TEXT SECTION =
Technology in terms you understand. Sign up for the Confident Computing newsletter for weekly solutions to make your life easier. Click here and get The Ask Leo! Guide to Staying Safe on the Internet — FREE Edition as my thank you for subscribing!

Web site spam: what can I do about it?

I have a personal web-site to help computer users that’s been running for
about 6 years. I have a guest book and people have been signing it for years.
Within the past year, though, I’ve been swamped with spammers signing my book.
I get about 6 to 10 spams each day. Each morning I delete them, but it is
getting worse by day.

I had tried to “hide” my guest book from the public and sacrifice the
ability to have people sign and my enjoyment in reading these. But even this
“hidden” page keeps getting spam.

How can I prevent spammers from signing my guest book? I’d appreciate your
comments and hopefully a solution to this annoying problem.

Oh, I have plenty of comments and opinions on this topic – it’s a problem I
face right here with Ask Leo!

But unfortunately, like spam in general, there’s no single answer – no magic
bullet.

Depending on your server and other specifics, there are several approaches
you can take.

Become a Patron of Ask Leo! and go ad-free!

Web spam, also known as “blog spam” or “comment spam”, is definitely on the
rise. Spurred by the popularity of Weblogs or blogs which allow people to post
comments, spammers are using these forms to post links back to their own sites.

WRITTEN INSTRUCTION 1 = In the text on web site spam, how many spam entries does the guest book owner get each day?
WRITTEN INSTRUCTION 2 = Continue the text on web site spam from the point where it stops.

ROWS =

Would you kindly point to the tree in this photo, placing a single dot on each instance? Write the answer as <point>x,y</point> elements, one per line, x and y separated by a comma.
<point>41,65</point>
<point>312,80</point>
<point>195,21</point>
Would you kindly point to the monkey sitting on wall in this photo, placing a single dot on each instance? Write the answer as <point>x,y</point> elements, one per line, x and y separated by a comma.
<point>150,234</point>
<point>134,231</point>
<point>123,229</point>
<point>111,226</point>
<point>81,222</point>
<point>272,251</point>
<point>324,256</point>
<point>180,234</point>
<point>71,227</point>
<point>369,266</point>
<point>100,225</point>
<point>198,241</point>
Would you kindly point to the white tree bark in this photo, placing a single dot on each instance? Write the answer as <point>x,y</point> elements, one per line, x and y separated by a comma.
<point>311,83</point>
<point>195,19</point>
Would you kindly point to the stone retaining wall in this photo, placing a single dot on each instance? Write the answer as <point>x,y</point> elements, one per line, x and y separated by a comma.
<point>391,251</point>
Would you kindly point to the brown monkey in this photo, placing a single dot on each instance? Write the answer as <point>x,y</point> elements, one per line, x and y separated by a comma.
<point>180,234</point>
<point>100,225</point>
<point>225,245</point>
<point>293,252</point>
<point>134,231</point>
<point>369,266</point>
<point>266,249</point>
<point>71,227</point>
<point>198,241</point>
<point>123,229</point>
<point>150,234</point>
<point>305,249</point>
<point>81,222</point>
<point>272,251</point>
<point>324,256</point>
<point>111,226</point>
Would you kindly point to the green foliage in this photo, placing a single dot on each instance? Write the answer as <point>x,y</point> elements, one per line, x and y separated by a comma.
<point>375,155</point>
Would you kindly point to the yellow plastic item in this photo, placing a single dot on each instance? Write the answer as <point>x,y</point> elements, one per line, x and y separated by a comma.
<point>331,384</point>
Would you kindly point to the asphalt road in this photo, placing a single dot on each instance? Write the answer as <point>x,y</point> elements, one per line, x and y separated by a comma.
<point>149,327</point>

EXERCISE RESPONSE 1 = About 6 to 10 spams each day.

EXERCISE RESPONSE 2 =
The links aren’t really intended to server as advertising, per se, but rather,
to trick the search engines into thinking that the target site is more
important than it is, because of all the incoming links.

Regardless of why, it’s a mess.

There are two types of comment spam generation techniques: manual and
automated. Automated tools will scour the web looking for things that look like
comment or guest book forms, and automatically post their bogus content to
these forms. Manual tools involving hiring cheap labor overseas to do exactly
the same thing by hand.

While it started as comment spam on blogs, it’s most definitely no longer
limited to that. Almost any form that accepts input on the web is getting
hit.

As I said, there are various tools and techniques to combat comment or web
spam. Which technique might help you depends on how your form is set up, and on
what type of server, or publishing platform you might be running.

A very common technique is to use what’s called a “CAPTCHA” (“Completely
Automated Public Turing test to tell Computers and Humans Apart”). You’ve
probably seen them – they’re the often distorted characters that you’re asked
to re-type into the form before it will be accepted. As the name implies, it’s
a way to prevent automated tools from posting to your form. Unfortunately it
does nothing to stop actual humans.

If you’re running on a content management system like MovableType, WordPress
or others, then CAPTCHA may already be an option – either as a built-in
feature, or as a plugin for your platform. Unfortunately creating and using a
CAPTCHA test in the general sense is not all that trivial.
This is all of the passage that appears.